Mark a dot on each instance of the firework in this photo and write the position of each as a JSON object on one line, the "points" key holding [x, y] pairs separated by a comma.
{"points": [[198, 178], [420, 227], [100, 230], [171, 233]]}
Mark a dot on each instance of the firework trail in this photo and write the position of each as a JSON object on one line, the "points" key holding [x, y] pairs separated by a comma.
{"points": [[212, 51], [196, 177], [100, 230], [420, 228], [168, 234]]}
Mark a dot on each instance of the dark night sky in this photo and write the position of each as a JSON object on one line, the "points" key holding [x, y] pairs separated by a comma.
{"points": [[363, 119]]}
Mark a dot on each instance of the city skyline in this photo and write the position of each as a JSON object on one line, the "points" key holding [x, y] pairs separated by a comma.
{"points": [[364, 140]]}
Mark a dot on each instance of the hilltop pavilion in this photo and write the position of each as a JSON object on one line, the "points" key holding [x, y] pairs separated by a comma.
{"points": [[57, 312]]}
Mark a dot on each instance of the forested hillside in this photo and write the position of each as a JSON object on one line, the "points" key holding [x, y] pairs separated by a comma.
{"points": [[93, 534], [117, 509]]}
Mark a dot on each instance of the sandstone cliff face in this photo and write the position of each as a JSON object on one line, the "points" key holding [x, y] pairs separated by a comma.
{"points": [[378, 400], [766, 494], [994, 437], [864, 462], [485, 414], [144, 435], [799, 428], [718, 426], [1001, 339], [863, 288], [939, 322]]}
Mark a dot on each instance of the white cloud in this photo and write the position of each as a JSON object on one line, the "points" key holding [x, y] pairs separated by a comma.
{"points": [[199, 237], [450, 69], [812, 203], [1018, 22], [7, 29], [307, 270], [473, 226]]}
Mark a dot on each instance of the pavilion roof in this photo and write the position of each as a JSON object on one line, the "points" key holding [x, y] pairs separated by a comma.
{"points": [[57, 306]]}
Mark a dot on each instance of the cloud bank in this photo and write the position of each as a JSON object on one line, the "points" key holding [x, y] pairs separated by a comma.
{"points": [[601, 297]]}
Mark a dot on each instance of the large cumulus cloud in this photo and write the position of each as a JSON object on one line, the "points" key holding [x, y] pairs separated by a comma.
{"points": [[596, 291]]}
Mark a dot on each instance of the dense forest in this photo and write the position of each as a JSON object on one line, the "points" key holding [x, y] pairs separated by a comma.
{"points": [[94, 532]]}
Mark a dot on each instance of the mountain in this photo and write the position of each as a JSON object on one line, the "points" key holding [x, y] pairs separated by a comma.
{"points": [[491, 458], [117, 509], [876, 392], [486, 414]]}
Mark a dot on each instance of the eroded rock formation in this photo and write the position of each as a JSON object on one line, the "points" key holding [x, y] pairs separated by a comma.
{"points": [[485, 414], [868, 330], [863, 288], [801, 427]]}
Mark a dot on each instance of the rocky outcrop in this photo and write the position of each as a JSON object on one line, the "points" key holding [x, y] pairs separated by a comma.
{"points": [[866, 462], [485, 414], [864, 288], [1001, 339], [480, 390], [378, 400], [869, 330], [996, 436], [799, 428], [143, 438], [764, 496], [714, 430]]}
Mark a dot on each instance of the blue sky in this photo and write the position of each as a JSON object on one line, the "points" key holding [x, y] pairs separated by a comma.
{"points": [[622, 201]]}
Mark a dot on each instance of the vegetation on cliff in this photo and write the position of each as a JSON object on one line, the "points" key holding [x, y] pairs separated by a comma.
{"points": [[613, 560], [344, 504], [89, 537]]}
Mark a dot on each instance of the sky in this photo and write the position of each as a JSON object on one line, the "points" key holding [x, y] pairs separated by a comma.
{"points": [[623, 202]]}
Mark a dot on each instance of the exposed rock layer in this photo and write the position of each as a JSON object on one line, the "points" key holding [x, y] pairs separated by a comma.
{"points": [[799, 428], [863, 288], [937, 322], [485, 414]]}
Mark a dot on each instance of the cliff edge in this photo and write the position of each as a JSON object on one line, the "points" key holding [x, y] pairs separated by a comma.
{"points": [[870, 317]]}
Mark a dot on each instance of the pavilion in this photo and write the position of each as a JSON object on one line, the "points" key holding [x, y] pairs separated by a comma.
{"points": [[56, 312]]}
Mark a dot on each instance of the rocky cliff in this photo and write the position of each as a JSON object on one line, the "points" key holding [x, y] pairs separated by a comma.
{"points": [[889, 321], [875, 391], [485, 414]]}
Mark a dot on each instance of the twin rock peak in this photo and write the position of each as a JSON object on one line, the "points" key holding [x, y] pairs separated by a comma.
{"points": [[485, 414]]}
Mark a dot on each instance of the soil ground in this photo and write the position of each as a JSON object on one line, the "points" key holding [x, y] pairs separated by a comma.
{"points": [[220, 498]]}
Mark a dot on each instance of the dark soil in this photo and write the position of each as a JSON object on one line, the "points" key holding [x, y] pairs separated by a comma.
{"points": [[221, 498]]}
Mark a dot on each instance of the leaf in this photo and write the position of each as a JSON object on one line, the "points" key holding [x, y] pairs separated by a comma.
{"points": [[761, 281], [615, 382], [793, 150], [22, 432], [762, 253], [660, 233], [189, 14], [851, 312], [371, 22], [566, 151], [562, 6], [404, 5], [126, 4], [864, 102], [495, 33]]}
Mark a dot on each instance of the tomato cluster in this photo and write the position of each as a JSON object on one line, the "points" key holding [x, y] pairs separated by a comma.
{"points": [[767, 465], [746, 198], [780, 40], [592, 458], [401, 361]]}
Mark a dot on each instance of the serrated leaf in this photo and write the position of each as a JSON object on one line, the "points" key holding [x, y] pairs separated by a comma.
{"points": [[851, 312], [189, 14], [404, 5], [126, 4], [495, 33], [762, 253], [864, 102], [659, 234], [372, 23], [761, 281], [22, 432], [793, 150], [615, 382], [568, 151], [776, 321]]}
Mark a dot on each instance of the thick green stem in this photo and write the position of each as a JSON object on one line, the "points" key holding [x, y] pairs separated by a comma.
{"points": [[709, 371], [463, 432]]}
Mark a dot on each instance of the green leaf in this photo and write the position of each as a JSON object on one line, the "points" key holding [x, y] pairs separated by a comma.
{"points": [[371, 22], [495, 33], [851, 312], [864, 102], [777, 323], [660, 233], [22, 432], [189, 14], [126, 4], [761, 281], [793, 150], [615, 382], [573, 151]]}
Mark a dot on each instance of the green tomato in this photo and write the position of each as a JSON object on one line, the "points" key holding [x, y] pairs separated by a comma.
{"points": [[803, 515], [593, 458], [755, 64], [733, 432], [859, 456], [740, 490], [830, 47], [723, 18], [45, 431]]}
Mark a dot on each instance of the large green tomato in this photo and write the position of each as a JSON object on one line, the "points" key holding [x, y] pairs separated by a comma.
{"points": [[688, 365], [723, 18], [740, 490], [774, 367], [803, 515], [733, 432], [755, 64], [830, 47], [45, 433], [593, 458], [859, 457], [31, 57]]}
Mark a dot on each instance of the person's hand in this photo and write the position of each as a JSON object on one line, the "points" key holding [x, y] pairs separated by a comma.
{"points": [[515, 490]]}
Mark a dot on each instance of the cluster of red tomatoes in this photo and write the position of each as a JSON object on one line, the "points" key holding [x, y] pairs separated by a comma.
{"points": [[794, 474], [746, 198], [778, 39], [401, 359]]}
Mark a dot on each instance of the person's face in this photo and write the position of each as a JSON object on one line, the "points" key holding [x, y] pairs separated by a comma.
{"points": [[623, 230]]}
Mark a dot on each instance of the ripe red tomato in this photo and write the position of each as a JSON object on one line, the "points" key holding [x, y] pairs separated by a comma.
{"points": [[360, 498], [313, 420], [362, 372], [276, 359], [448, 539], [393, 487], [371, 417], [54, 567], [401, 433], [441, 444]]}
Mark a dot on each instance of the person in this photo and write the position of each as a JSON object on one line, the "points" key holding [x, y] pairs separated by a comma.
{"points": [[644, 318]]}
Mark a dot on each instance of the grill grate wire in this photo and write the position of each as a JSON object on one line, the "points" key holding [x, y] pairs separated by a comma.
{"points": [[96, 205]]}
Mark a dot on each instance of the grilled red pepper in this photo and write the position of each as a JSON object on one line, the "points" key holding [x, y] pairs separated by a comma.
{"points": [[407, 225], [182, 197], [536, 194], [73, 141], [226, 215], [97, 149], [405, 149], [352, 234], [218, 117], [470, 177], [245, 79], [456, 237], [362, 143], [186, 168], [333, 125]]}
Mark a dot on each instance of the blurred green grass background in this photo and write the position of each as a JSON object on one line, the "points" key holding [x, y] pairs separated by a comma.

+ + + + +

Starting at the line that contains "Mark a dot on each instance of the person's face" and ending at the last line of the records above, reproduce every line, requests included, adding 132 to each x and y coordinate value in the answers.

RIGHT ANSWER:
Mark a dot on each instance of the person's face in this photo and write the position of each as a JSON object on one line, the "points" key holding [x, y] pairs separated by a comma.
{"points": [[755, 362]]}
Mark a dot on each instance of the ripe red tomato in this photo and write the position of each as a JSON object on one line, the "points" key holding [x, y] pairs separated by a comma.
{"points": [[492, 630], [445, 552], [494, 504], [408, 491], [580, 671], [525, 619], [503, 549], [186, 699], [533, 565], [573, 576]]}
Mark a dot on each instance of the person in this photo and write the position of each as a JSON object on one line, the "points" key holding [x, y] pairs separated by a comma.
{"points": [[776, 450]]}
Mark a dot on each instance of the grill grate wire in this photo and write the position of each as a JSON object on one line, the "points" key holding [x, y] pairs separated by a comma.
{"points": [[228, 337]]}
Mark a dot on each instance of the grilled red pepper in this photo and write the position of each as a JSON object on one line, the "points" key holding [x, y] pairs separated by a comma.
{"points": [[539, 357], [314, 329], [668, 326], [205, 273], [358, 347], [229, 281], [537, 281], [484, 366], [350, 249], [602, 309], [377, 211], [588, 369], [494, 275], [318, 300], [465, 257]]}
Mark a dot on each instance of the blurred green grass background in this photo and write the position of each as a JSON object on one line, the "points" key holding [x, y] pairs separated by a comma.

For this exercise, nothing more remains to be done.